[Records from a data source]
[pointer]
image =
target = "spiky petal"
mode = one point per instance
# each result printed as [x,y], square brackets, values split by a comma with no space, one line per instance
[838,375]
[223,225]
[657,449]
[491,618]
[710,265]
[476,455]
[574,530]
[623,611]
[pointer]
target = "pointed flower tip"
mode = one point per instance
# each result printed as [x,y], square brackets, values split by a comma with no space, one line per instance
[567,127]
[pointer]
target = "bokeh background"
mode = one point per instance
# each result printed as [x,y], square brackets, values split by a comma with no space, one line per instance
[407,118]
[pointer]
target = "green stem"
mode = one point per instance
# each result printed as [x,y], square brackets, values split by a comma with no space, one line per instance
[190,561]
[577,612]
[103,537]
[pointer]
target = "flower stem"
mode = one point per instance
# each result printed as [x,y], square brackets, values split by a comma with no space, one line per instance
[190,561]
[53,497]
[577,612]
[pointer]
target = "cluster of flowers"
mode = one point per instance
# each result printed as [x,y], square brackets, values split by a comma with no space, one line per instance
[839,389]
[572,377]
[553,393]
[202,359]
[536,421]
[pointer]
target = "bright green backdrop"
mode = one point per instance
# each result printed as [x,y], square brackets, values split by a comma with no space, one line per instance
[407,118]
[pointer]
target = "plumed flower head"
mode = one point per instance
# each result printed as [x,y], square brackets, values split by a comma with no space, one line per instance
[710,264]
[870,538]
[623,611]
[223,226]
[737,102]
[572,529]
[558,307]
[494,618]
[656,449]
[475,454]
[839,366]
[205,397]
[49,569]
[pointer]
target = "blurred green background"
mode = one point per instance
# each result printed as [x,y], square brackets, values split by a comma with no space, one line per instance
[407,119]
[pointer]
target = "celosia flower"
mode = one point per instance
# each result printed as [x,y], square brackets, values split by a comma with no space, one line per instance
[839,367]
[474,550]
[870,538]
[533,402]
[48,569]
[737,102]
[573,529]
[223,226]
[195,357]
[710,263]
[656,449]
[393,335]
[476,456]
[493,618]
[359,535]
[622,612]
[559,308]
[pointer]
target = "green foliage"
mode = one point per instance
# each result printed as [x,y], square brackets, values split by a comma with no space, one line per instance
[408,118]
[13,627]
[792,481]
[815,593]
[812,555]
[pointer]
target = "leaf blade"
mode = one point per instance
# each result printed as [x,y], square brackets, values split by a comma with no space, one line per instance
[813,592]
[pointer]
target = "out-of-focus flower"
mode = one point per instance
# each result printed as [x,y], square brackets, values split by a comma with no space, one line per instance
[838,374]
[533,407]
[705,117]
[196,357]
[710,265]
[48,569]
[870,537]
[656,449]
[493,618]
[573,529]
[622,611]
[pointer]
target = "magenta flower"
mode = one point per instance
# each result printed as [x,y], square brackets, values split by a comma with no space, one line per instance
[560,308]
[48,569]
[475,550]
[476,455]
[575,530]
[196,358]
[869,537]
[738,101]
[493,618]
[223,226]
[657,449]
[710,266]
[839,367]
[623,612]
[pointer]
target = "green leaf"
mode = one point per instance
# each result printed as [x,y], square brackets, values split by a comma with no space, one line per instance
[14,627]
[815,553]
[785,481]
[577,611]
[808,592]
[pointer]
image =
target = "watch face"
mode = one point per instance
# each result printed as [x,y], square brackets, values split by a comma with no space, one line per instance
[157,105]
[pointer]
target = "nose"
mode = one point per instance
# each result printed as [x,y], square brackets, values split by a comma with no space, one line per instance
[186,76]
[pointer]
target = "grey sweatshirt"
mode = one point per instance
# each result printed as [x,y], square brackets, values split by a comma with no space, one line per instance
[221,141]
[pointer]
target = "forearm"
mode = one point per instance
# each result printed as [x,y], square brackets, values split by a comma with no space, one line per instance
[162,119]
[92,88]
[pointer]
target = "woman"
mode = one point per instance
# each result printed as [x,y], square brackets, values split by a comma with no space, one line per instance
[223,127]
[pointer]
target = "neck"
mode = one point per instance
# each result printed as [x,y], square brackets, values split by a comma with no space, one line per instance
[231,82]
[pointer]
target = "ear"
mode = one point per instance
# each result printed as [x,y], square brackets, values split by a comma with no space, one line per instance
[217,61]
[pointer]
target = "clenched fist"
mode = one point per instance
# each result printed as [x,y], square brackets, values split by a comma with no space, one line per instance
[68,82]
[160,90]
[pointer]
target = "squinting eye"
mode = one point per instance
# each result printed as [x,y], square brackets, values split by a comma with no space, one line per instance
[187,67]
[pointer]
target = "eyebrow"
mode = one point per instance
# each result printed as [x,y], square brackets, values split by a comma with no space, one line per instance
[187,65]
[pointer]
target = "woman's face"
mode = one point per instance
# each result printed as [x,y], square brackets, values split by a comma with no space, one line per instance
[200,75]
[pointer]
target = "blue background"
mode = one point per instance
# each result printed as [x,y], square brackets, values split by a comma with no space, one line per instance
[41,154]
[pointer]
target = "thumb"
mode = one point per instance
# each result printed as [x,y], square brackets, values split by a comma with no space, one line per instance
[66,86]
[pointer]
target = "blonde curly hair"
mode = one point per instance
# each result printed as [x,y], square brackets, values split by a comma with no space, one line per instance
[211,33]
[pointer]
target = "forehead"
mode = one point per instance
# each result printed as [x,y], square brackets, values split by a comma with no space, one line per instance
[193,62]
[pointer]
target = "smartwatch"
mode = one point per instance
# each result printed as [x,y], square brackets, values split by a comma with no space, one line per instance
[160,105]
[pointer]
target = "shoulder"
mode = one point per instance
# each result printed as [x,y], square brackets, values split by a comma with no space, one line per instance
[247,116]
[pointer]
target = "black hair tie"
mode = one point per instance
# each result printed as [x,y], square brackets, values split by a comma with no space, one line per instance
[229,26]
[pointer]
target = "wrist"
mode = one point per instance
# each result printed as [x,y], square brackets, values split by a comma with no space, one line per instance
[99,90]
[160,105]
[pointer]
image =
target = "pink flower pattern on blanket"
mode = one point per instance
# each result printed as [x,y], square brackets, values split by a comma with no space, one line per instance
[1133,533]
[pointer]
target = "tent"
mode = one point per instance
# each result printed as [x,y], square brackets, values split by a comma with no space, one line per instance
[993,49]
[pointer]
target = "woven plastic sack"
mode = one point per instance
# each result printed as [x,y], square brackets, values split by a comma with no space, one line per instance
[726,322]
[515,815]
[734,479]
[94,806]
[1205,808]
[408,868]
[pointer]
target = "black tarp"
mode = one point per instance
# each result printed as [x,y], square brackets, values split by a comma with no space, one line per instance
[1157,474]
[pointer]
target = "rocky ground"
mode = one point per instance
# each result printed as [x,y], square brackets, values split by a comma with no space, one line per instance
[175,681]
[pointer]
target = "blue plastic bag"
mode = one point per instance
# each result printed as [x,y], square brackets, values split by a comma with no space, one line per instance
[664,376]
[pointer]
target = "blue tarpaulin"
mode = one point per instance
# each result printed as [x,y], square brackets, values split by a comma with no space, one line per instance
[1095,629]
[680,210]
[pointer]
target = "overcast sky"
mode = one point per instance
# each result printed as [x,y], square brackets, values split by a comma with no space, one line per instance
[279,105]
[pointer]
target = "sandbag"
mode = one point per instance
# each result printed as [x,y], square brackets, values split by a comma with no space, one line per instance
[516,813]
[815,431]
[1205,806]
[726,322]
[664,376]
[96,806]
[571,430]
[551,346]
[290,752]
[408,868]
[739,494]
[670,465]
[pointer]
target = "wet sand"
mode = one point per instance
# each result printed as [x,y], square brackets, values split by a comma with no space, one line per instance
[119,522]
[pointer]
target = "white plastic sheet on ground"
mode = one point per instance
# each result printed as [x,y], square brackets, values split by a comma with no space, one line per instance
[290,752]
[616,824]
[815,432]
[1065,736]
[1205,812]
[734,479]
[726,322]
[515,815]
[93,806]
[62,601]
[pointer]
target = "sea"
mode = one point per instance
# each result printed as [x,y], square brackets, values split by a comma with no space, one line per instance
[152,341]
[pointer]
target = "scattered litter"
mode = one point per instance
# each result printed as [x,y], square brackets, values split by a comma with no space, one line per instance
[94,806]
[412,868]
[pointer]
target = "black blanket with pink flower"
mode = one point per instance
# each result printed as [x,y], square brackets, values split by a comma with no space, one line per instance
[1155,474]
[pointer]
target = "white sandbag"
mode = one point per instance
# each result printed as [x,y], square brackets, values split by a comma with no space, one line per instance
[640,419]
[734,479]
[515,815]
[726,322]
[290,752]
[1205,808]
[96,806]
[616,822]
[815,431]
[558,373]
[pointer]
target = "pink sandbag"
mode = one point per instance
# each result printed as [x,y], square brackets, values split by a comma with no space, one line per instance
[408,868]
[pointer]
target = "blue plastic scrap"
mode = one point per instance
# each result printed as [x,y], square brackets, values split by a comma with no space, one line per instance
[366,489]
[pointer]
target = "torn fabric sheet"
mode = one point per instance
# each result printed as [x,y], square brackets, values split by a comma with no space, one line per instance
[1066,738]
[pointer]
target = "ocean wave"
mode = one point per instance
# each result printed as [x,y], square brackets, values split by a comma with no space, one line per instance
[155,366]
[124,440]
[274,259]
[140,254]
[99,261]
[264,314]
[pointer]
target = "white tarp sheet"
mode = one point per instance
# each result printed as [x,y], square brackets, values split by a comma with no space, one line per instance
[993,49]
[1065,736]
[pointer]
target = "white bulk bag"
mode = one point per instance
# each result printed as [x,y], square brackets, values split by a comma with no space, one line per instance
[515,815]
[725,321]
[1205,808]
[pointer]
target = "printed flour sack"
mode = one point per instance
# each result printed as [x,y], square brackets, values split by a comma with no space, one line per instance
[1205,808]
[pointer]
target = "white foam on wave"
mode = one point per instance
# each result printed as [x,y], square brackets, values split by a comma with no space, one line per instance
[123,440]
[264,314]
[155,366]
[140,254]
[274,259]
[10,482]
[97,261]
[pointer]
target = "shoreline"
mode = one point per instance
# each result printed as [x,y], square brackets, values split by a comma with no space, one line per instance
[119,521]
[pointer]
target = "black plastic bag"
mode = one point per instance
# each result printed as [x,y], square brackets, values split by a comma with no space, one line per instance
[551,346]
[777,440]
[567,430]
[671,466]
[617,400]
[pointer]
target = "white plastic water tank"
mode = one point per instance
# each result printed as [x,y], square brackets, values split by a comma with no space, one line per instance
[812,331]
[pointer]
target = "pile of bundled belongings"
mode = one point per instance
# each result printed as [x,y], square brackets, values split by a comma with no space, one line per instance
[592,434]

> PROMPT
How many lines in the listing above contain the word "blue"? Reply with the number alone.

> OUTPUT OF THE TASK
4